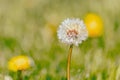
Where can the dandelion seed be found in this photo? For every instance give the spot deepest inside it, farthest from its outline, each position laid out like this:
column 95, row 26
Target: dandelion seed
column 72, row 31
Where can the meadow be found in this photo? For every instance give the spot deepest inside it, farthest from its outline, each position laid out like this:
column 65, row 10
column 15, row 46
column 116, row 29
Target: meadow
column 29, row 27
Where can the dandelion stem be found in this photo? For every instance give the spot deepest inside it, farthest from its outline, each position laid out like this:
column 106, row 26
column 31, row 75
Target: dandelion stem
column 19, row 75
column 69, row 61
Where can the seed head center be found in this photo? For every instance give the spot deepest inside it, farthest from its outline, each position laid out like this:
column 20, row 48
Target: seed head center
column 72, row 33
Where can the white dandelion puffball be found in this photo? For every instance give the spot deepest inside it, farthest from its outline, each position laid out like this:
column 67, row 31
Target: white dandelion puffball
column 72, row 31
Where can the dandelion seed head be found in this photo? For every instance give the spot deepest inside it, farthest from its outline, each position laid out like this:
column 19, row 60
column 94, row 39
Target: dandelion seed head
column 72, row 31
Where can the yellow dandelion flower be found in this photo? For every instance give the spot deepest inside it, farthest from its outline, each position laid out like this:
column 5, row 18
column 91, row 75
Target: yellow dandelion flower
column 94, row 25
column 19, row 63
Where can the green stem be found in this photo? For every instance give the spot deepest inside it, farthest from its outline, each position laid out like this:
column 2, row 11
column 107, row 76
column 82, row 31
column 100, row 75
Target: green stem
column 19, row 75
column 69, row 61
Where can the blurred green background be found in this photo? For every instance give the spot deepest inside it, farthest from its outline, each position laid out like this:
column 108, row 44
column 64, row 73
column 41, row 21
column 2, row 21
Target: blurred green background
column 28, row 27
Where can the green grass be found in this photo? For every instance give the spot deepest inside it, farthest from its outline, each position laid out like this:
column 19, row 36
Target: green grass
column 28, row 27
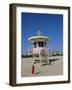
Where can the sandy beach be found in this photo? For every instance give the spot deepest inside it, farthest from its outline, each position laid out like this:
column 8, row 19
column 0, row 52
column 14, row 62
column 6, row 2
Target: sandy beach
column 54, row 68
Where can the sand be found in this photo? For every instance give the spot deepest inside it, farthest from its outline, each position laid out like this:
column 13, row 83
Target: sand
column 53, row 69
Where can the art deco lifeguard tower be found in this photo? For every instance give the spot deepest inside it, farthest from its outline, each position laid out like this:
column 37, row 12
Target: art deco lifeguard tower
column 39, row 47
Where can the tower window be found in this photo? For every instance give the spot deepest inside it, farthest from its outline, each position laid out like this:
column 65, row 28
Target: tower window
column 41, row 44
column 35, row 44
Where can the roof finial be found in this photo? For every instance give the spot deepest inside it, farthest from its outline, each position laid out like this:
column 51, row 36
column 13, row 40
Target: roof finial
━━━━
What you need to do: In the data above, how many lines hold the word "roof"? Give only the number.

Problem solution: 2